▶ WORK INSTRUCTION 1
In the Askallukan Trading Plc report, on whose behalf were the defendants charged, and what had those people paid the company for? Answer in one to three sentences.
▶ WORK INSTRUCTION 2
Retype the part of the Askallukan Trading Plc report that opens with the words containing "The defendants were" and closes with "passing his sentence.".

STUDY TEXT section start

- Court fines each 5,000 Br, suspends their civil liberties for two years
The criminal case of Askallukan Trading Plc came to an end when each of the four defendants were sentenced to four and half years imprisonment, fined 5,000 Br, and had their civil rights suspended for two years by the Sixth Business Process Reengineering (BPR) Criminal Bench of the Federal High Court, on Wednesday, December 22, 2010.
In October, Menna Terefe, general manager of the company; Girma Bekele, accountant; Dereje Bayu, and employee in the finance and administration department; and Birhanu Lenchamo, a promoter; were found guilty of fraud and undertaking an activity without a licence.
The defendants were charged by Mulatu Gebissa, the prosecutor, on behalf of close to 1,200 people who each paid the company 37,582.65 Br (amounting to a total of 45 million Br) for a trip to the FIFA World Cup in South Africa, which included a stadium hospitality package, air and land transport, as well as hotel accommodation and meals. The promotional campaign was run between November 2009 and May 2010, during which the company claimed to have 10,000 guaranteed visas.
On the day of the sentencing, an air of anticipation filled the courtroom before the hearing started an hour later than scheduled. Adem the judge, recounted
Ibrahim the arguments that had been brought by the prosecutor and defendants for aggravating and mitigating circumstances before passing his sentence.

STUDY TEXT section end
RECORDED DATA section start

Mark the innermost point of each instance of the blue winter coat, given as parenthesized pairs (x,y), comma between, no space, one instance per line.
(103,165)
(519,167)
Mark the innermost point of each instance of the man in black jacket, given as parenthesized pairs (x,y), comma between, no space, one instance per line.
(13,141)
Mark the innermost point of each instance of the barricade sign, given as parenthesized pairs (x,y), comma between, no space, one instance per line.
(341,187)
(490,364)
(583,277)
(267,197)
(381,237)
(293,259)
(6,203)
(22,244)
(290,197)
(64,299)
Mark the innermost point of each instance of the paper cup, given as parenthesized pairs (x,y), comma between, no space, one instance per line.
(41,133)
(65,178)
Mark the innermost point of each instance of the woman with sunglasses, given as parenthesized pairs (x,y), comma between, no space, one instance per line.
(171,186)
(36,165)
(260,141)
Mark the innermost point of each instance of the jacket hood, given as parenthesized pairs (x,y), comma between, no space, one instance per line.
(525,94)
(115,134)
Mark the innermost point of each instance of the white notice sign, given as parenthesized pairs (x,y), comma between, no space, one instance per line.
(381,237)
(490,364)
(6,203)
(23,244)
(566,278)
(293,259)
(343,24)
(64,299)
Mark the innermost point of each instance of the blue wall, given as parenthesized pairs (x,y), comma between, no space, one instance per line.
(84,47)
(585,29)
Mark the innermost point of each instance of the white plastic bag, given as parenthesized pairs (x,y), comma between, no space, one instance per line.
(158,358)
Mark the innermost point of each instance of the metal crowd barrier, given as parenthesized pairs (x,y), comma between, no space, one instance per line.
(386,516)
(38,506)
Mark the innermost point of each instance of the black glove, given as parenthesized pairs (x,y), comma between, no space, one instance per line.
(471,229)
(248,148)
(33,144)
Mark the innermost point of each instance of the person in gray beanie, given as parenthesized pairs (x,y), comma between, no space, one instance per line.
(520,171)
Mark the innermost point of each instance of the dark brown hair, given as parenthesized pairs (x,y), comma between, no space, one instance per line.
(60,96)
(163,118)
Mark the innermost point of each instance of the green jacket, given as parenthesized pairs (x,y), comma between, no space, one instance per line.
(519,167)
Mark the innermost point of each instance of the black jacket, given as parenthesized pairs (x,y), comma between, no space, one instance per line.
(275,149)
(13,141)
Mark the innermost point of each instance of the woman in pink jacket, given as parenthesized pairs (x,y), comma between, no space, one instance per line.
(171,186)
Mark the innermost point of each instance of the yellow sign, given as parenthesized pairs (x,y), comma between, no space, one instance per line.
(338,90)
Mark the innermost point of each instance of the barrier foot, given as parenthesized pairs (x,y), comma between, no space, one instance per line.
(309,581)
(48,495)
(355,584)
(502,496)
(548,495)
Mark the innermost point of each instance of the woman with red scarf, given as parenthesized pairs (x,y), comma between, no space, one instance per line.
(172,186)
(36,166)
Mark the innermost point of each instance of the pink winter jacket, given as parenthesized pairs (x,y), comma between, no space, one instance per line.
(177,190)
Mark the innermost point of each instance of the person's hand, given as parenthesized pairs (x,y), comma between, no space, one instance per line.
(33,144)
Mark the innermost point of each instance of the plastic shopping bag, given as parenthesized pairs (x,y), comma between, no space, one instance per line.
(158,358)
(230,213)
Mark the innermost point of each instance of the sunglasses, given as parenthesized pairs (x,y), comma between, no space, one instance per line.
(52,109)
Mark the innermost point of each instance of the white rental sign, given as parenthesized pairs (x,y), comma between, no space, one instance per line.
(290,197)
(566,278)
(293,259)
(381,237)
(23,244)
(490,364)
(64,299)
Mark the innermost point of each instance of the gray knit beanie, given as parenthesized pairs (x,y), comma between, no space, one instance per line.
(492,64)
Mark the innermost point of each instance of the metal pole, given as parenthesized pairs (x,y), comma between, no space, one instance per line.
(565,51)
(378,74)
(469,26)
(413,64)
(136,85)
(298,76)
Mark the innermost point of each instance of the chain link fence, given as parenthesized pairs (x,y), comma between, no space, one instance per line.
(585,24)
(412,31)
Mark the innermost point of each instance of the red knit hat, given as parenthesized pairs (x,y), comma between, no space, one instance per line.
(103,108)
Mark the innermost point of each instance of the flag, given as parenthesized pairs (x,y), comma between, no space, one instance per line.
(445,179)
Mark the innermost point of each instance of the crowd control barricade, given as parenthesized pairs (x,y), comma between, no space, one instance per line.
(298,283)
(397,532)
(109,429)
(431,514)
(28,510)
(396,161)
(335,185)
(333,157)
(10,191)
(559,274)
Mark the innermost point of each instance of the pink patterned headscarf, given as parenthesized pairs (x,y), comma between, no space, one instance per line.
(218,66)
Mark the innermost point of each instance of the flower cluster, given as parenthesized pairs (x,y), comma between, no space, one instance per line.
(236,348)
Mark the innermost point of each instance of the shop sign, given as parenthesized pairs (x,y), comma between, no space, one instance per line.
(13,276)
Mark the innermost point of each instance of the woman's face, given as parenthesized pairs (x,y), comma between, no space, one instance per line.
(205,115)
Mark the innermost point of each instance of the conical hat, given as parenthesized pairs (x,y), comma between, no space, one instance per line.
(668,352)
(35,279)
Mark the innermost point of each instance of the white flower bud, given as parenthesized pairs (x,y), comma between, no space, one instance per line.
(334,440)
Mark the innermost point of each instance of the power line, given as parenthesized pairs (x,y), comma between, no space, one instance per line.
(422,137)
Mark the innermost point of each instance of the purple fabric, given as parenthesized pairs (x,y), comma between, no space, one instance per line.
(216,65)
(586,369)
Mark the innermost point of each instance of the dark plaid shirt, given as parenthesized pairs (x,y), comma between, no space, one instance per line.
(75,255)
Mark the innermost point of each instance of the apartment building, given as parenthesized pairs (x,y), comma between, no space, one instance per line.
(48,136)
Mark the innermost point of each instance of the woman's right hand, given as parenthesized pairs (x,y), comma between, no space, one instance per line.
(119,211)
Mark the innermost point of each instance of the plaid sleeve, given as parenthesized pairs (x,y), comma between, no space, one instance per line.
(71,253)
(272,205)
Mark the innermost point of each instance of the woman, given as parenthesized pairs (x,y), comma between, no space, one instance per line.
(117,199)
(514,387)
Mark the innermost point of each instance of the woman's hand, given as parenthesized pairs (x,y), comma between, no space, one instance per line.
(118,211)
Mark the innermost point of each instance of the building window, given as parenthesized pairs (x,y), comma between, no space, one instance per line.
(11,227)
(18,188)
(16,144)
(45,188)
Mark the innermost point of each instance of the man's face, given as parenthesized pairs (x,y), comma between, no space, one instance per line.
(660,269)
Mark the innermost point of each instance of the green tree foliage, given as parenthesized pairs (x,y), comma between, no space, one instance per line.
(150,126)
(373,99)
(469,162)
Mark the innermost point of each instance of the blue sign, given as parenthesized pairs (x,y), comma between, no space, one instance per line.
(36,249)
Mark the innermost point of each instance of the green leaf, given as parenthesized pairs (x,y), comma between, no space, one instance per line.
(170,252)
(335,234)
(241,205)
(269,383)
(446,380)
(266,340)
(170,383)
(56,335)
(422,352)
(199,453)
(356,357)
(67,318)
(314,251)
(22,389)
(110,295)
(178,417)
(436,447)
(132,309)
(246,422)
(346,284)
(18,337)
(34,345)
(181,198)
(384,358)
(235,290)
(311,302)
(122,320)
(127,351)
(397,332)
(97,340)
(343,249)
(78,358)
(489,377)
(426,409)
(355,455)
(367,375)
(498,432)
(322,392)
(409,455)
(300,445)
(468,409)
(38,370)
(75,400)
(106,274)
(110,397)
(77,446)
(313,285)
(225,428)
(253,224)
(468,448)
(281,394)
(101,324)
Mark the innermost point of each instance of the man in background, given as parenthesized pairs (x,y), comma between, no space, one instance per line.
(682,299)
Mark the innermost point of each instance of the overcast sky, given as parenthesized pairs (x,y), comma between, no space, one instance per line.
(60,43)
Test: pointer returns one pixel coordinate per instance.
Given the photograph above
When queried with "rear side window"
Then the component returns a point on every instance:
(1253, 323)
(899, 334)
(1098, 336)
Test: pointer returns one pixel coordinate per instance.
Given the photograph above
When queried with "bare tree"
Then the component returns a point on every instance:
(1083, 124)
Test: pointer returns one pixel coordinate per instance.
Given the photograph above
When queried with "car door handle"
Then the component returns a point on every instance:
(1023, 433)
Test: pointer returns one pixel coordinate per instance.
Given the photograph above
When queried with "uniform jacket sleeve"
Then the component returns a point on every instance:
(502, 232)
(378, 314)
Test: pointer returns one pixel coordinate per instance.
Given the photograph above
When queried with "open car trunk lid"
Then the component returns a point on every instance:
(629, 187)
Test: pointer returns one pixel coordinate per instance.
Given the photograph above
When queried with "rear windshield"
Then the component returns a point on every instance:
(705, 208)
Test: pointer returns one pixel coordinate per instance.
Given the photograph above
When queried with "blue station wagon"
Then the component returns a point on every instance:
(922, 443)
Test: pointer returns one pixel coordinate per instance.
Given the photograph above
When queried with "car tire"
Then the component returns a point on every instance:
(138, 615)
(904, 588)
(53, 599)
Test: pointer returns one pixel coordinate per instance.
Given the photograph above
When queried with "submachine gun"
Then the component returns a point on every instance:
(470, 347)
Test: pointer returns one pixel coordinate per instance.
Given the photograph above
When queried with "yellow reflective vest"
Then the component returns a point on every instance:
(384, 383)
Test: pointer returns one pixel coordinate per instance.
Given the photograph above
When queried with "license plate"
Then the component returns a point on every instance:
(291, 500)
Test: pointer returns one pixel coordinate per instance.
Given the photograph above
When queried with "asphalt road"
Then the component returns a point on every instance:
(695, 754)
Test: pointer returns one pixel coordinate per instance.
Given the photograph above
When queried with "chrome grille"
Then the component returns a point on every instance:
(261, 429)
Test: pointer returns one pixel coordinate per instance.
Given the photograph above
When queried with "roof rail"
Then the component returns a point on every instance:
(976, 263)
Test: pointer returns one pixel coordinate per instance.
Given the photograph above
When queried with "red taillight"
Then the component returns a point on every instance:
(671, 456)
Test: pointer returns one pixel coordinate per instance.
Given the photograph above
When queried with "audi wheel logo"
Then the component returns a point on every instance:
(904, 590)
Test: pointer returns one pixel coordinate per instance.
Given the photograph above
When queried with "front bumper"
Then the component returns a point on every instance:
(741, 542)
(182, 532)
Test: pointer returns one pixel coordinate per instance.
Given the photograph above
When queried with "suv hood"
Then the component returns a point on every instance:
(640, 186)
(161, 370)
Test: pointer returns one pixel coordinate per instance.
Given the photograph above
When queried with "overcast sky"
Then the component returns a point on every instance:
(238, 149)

RECORDED DATA section end

▶ FINAL ANSWER 1
The prosecutor, Mulatu Gebissa, charged the defendants on behalf of close to 1,200 people who had each paid the company 37,582.65 Br, a total of 45 million Br. The payment was for a trip to the FIFA World Cup in South Africa that included a stadium hospitality package, air and land transport, and hotel accommodation and meals.

▶ FINAL ANSWER 2
The defendants were charged by Mulatu Gebissa, the prosecutor, on behalf of close to 1,200 people who each paid the company 37,582.65 Br (amounting to a total of 45 million Br) for a trip to the FIFA World Cup in South Africa, which included a stadium hospitality package, air and land transport, as well as hotel accommodation and meals. The promotional campaign was run between November 2009 and May 2010, during which the company claimed to have 10,000 guaranteed visas.
On the day of the sentencing, an air of anticipation filled the courtroom before the hearing started an hour later than scheduled. Adem the judge, recounted
Ibrahim the arguments that had been brought by the prosecutor and defendants for aggravating and mitigating circumstances before passing his sentence.